Estratto della fonte =>
LA SOSTENIBILITA’ DEVE ESSERE UNA  RIVOLUZIONE CULTURALE
Dicembre 06
15:59 2021

Ma abbiamo capito che tamponare non basta? Per uscire veramente dalla crisi dobbiamo cambiare modello di sviluppo e progettare il futuro.

La sostenibilità deve essere una rivoluzione culturale. La sostenibilità è un “sistema complesso”, e implica la formazione di persone capaci di sviluppare visioni d’insieme. Più si andrà avanti e più questi problemi diventeranno di difficile gestione, soprattutto dal punto di vista demografico. L’ipotesi più accreditata sulla crescita della popolazione mondiale al 2050 è di 9,7 miliardi di persone. Riteniamo che oggi siamo in grado di avere un’autentica sostenibilità con otto miliardi di persone? Pensiamo di poterci riuscire con 9,7 miliardi nel 2050? Quanto tempo abbiamo per reindirizzare il nostro percorso ed evitare una crisi climatica con conseguenze catastrofiche? Definire un percorso vuol dire scegliere scadenze, selezionare i mezzi e gli strumenti necessari a rispettarle, strutturare azioni che possano dare un corso alle intenzioni.

Per modificare il modello di sviluppo verso la sostenibilità è necessario modificare il nostro modo di pensare e agire. Una strada percorribile è quella di rivedere i modelli di consumo e di produzione quali due facce della stessa medaglia della nostra società, in modo tale che entrambi vengano finalmente orientati verso obiettivi di sostenibilità e tutela dell’ambiente. Un modo per invertire quanto finora ha segnato la realtà come la conosciamo: a tanto sviluppo incontrollato corrispondono tanti rifiuti. Inoltre, per giungere a un’economia che abbia nel riciclo e nella circolarità le sue direttrici, è necessario affiancare delle riforme e dei correttivi che ne favoriscano l’adozione per una vera Transizione Ecologica.

Sembra che di questi temi non se ne possa dibattere con il grande pubblico, come se fossero oggetto di discussione solo tra esperti del settore. Ogni giorno gran parte dei media ci informano che mentre da una parte abbiamo un livello insopportabile di disoccupazione giovanile, dall’altra non si trova manodopera qualificata e preparata per le nuove manzioni di oggi e del futuro prossimo. Si parla molto di PNRR, per poi dire subito che le Amministrazioni Pubbliche non hanno personale preparato. Ma chi lo dovrebbe preparare? Molti asseriscono di occuparsi di “istruzione di qualità“. Ma siamo sicuri che la scuola italiana oggi si occupi di preparare le professionalità richieste dal mercato del lavoro? Anche basare la scelta delle materie da insegnare a scuola sulle richieste del  mercato del lavoro oggi è un errore. Ma allora cosa fare? Proviamo a dibatterne mettendo al centro un’idea di futuro. Proviamo a mettere in sinergia il sistema di istruzione, quello universitario e il mondo del lavoro.

Lavoro richiesto =>
Ripeti alla lettera il passo del testo sulla sostenibilità riportato sopra, dalle parole "LA SOSTENIBILITA’ DEVE" fino a "progettare il futuro.".

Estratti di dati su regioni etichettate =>
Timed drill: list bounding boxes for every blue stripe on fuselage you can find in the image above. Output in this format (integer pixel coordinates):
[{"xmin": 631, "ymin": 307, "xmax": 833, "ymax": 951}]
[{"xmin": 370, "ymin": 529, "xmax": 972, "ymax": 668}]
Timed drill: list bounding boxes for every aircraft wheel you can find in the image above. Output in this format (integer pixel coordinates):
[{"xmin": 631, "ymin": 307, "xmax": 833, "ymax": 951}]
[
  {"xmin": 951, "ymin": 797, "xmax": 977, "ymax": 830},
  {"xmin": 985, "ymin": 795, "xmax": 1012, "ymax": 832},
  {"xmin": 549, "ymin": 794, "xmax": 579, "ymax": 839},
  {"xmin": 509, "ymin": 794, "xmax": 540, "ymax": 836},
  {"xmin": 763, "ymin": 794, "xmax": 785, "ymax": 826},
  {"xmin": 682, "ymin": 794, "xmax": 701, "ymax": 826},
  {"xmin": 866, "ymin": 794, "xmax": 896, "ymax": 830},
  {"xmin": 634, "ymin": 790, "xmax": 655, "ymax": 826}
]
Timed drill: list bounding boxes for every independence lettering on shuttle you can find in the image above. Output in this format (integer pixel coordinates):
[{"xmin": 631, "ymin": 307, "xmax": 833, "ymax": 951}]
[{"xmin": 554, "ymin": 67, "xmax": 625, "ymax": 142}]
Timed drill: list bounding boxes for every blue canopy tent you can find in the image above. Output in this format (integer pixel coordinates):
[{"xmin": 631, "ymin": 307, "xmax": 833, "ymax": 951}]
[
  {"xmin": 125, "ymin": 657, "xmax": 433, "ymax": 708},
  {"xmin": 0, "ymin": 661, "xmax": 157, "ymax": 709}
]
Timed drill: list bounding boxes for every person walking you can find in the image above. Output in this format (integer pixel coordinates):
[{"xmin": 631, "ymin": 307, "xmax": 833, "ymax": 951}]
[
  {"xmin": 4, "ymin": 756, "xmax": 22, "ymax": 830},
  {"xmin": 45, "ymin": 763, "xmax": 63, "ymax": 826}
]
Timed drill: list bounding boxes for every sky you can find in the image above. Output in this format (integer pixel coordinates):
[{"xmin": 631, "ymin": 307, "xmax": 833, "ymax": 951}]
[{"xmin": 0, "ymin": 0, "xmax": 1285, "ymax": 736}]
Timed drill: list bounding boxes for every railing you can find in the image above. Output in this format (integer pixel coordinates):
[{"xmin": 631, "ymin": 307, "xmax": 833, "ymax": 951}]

Risultato ottenuto =>
LA SOSTENIBILITA’ DEVE ESSERE UNA  RIVOLUZIONE CULTURALE
Dicembre 06
15:59 2021

Ma abbiamo capito che tamponare non basta? Per uscire veramente dalla crisi dobbiamo cambiare modello di sviluppo e progettare il futuro.